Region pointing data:
________________________________________

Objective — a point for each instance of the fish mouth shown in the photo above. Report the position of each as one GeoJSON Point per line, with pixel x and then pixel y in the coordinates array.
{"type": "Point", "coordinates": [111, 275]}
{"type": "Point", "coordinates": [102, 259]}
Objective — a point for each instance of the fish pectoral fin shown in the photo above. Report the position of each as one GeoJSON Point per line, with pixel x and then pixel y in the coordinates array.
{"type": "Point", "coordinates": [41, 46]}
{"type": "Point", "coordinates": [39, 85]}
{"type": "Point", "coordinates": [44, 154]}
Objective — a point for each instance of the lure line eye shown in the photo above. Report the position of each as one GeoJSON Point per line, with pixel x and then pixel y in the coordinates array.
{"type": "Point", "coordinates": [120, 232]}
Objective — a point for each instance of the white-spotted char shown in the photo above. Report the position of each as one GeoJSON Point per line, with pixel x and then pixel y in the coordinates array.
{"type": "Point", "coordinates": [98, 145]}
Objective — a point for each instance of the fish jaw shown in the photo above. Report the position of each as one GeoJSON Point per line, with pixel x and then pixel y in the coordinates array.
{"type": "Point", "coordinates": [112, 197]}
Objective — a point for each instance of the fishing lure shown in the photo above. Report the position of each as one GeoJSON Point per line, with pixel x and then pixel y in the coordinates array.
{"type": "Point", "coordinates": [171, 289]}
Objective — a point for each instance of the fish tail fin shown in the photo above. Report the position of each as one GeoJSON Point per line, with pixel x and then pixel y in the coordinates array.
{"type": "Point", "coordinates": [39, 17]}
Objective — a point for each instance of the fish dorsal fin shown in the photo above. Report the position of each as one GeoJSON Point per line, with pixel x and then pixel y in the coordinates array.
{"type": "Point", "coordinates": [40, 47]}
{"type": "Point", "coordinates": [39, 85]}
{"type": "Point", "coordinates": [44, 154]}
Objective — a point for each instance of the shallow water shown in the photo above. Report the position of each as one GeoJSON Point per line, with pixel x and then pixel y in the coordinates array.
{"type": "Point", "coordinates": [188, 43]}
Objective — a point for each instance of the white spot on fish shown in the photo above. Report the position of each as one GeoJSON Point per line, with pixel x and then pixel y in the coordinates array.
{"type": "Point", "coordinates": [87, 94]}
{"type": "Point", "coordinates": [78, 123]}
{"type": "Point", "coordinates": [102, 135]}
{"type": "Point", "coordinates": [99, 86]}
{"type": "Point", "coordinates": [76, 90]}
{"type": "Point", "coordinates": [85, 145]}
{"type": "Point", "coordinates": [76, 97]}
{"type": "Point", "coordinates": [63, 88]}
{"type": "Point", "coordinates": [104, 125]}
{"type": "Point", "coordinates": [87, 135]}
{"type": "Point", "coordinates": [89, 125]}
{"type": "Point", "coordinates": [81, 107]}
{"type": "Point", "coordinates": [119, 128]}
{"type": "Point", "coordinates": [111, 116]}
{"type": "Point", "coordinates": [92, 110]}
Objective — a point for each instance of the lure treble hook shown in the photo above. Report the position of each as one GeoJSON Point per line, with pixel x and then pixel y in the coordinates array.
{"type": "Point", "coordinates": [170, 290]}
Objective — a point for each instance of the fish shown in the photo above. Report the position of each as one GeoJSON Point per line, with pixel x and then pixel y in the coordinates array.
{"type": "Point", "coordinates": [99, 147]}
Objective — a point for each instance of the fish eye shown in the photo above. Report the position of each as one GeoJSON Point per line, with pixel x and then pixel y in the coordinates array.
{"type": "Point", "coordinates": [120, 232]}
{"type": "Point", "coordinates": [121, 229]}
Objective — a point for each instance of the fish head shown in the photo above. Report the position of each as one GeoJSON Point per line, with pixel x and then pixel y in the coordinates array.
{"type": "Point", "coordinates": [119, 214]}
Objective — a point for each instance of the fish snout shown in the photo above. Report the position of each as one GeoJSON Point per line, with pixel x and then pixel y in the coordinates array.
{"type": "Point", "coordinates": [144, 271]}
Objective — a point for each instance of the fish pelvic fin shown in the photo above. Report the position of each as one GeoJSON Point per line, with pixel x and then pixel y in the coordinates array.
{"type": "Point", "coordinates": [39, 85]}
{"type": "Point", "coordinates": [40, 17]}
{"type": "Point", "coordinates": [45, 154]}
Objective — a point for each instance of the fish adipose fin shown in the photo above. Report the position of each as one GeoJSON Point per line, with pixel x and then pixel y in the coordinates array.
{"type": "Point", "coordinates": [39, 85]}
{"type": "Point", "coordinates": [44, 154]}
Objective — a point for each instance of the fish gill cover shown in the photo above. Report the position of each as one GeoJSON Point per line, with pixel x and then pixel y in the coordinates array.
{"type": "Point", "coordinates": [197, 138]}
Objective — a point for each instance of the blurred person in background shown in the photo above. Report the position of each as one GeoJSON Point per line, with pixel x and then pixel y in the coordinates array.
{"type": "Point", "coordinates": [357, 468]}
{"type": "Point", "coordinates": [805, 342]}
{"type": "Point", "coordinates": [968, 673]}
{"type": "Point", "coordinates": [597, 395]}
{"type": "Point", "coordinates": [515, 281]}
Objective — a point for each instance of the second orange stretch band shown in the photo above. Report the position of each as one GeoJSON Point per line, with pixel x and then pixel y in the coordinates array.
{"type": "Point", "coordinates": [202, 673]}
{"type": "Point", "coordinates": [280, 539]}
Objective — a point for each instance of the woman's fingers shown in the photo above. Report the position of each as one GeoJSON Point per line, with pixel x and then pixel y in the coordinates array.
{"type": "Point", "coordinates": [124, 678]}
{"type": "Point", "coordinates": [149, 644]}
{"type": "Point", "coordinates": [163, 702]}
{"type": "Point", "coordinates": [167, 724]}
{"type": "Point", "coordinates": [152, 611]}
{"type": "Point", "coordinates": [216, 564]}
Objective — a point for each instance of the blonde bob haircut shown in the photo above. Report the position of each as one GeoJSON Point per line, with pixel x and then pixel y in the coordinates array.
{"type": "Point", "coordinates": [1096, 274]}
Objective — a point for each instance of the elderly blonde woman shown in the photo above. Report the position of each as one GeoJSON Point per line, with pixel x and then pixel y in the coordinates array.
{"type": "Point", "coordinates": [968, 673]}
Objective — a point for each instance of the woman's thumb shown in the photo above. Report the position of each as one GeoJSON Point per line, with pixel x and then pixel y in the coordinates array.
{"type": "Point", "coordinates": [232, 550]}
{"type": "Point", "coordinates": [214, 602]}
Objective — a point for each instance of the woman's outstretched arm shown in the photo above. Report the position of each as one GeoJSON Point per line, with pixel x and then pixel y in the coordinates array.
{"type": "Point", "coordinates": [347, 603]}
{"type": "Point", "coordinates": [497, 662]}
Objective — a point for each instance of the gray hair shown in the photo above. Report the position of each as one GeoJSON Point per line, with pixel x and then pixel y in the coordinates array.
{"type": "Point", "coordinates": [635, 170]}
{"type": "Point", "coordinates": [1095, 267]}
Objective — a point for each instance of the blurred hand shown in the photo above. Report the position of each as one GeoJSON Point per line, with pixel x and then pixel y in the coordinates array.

________________________________________

**Work item**:
Reproduce the data in full, precisely as given.

**Answer section**:
Objective — a point for each instance of the fish mouth shown in the photo above. Report the position of each as one GeoJSON Point per line, with pixel x and then pixel y in the coordinates array.
{"type": "Point", "coordinates": [111, 275]}
{"type": "Point", "coordinates": [102, 259]}
Objective — a point for each instance of the fish pectoral fin shown in the photo above. Report the position of each as one GeoJSON Point per line, with pixel x and then pixel y in the coordinates array.
{"type": "Point", "coordinates": [41, 46]}
{"type": "Point", "coordinates": [39, 85]}
{"type": "Point", "coordinates": [44, 154]}
Objective — a point for each instance of the lure line eye shown in the photo above. Report the position of each as one GeoJSON Point per line, with pixel x and then pixel y in the coordinates array.
{"type": "Point", "coordinates": [120, 232]}
Objective — a point for each instance of the white-spotted char shown in the photo above. Report the position of each as one GeoJSON Point per line, with pixel x and then pixel y in the coordinates array.
{"type": "Point", "coordinates": [98, 145]}
Objective — a point for each instance of the fish jaw shown in the photo above. Report the position of each as one GeoJSON Point per line, with pixel x and then pixel y in the coordinates array.
{"type": "Point", "coordinates": [112, 197]}
Objective — a point for each instance of the fishing lure shown in the photo above. Report the position of each as one GeoJSON Point per line, with pixel x and then pixel y in the coordinates array.
{"type": "Point", "coordinates": [171, 289]}
Objective — a point for each instance of the fish tail fin shown in the photo above. Report the position of each as one GeoJSON Point per line, with pixel x and then pixel y in the coordinates array.
{"type": "Point", "coordinates": [39, 17]}
Objective — a point for each instance of the fish dorsal fin shown in the photo above. Report the position of each as one GeoJSON Point per line, with pixel x and then pixel y in the coordinates array.
{"type": "Point", "coordinates": [40, 47]}
{"type": "Point", "coordinates": [39, 85]}
{"type": "Point", "coordinates": [44, 154]}
Objective — a point for each instance of the shallow water shown in the photo above. Report the position of each as one GeoJSON Point per line, with pixel x and then pixel y in the coordinates array.
{"type": "Point", "coordinates": [188, 43]}
Objective — a point for each instance of the white spot on fish shown in the photo above. Report the position of each as one GeoJSON Point per line, with pixel x and then pixel y in the coordinates array.
{"type": "Point", "coordinates": [87, 94]}
{"type": "Point", "coordinates": [78, 123]}
{"type": "Point", "coordinates": [102, 135]}
{"type": "Point", "coordinates": [99, 86]}
{"type": "Point", "coordinates": [76, 90]}
{"type": "Point", "coordinates": [85, 145]}
{"type": "Point", "coordinates": [76, 97]}
{"type": "Point", "coordinates": [63, 88]}
{"type": "Point", "coordinates": [104, 125]}
{"type": "Point", "coordinates": [87, 135]}
{"type": "Point", "coordinates": [89, 125]}
{"type": "Point", "coordinates": [81, 107]}
{"type": "Point", "coordinates": [119, 128]}
{"type": "Point", "coordinates": [111, 116]}
{"type": "Point", "coordinates": [92, 110]}
Objective — a point for each instance of the lure treble hook shown in the photo above. Report the position of each as one GeoJSON Point per line, with pixel x and then pixel y in the coordinates array.
{"type": "Point", "coordinates": [170, 290]}
Objective — a point for each instance of the fish shown in the photo above. Report the position of each as one GeoJSON Point per line, with pixel x and then pixel y in the coordinates array.
{"type": "Point", "coordinates": [99, 147]}
Objective — a point for each instance of the fish eye shown in the photo above. Report the position of each as one GeoJSON Point per line, with pixel x and then pixel y in the coordinates array.
{"type": "Point", "coordinates": [120, 232]}
{"type": "Point", "coordinates": [121, 229]}
Objective — a point for each instance of the fish head shown in the photo above. Report the position of each as one GeoJSON Point per line, with pixel x and then pixel y in the coordinates array.
{"type": "Point", "coordinates": [119, 214]}
Objective — a point for each instance of the fish snout shown in the photo above. Report the position of each as one GeoJSON Point per line, with pixel x and then pixel y in the coordinates array.
{"type": "Point", "coordinates": [144, 271]}
Objective — a point for each instance of the fish pelvic fin shown in the photo above. Report the position of each as one GeoJSON Point per line, with pixel x and then pixel y in the coordinates array.
{"type": "Point", "coordinates": [39, 85]}
{"type": "Point", "coordinates": [40, 17]}
{"type": "Point", "coordinates": [45, 154]}
Objective — a point for each instance of the fish adipose fin shown in the photo above. Report the position of each as one GeoJSON Point per line, with pixel x and then pixel y in the coordinates array.
{"type": "Point", "coordinates": [39, 85]}
{"type": "Point", "coordinates": [44, 154]}
Objective — a point for each instance of the fish gill cover shown in the photo above. Report the position of each as one GeoJSON Point per line, with pixel x and then pixel y in the coordinates array.
{"type": "Point", "coordinates": [197, 138]}
Objective — a point for each instance of the blurred person in background shown in the photo above. Report the position of each as one GeoJSON Point per line, with pixel x and then pixel y in the coordinates array.
{"type": "Point", "coordinates": [357, 468]}
{"type": "Point", "coordinates": [805, 342]}
{"type": "Point", "coordinates": [968, 673]}
{"type": "Point", "coordinates": [597, 395]}
{"type": "Point", "coordinates": [515, 281]}
Objective — a point for each instance of the second orange stretch band shown in the photo above. Report the position of each as one GeoJSON Point per line, with pixel x and then pixel y in the coordinates array.
{"type": "Point", "coordinates": [202, 673]}
{"type": "Point", "coordinates": [280, 539]}
Objective — a point for each instance of the woman's fingers shown in the photo above. Report the position of each as one GeoJSON Point per line, with pixel x and then pixel y in the coordinates array.
{"type": "Point", "coordinates": [124, 678]}
{"type": "Point", "coordinates": [149, 644]}
{"type": "Point", "coordinates": [163, 702]}
{"type": "Point", "coordinates": [167, 724]}
{"type": "Point", "coordinates": [152, 611]}
{"type": "Point", "coordinates": [216, 564]}
Objective — a point for each instance of the blonde bob haircut shown in the photo above. Report the position of each as one GeoJSON Point per line, with pixel x and then pixel y in the coordinates array.
{"type": "Point", "coordinates": [1096, 274]}
Objective — a point for each instance of the elderly blonde woman shown in the photo above. Report the position of each as one GeoJSON Point per line, with pixel x and then pixel y in the coordinates array.
{"type": "Point", "coordinates": [968, 673]}
Objective — a point for each instance of the woman's thumb shown in the photo above. Report the position of each as one GeoJSON Point per line, with pixel x and then pixel y in the coordinates array.
{"type": "Point", "coordinates": [232, 550]}
{"type": "Point", "coordinates": [214, 602]}
Objective — a point for each instance of the woman's outstretched arm shown in the photo above. Report the position of each as one GeoJSON Point per line, with pixel x and then pixel y in the coordinates array.
{"type": "Point", "coordinates": [347, 603]}
{"type": "Point", "coordinates": [497, 662]}
Objective — a point for each instance of the gray hair shown in the photo above. Report the position of each as one GeoJSON Point per line, with pixel x and then pixel y in the coordinates array.
{"type": "Point", "coordinates": [635, 170]}
{"type": "Point", "coordinates": [1095, 267]}
Objective — a point for each instance of the blurred hand shown in the photo above. Report the position of each as one GeoJSON Point per line, with pixel x and then pixel y in the coordinates array.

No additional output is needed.